▸ EXERCISE INSTRUCTIONS: Within the records below, how many lines hold the word "each"? Only the number should be returned.

▸ EXERCISE INPUTS:
"""

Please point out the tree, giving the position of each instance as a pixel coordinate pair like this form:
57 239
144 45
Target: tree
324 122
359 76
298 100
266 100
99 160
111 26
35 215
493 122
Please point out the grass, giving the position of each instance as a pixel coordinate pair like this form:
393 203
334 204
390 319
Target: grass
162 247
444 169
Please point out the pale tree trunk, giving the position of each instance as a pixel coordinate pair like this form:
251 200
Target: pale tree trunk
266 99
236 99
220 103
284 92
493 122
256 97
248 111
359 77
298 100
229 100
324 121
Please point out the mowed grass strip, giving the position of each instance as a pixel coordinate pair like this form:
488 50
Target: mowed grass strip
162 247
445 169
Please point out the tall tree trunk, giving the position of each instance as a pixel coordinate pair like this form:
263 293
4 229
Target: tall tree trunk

"""

▸ WRITTEN ANSWER: 5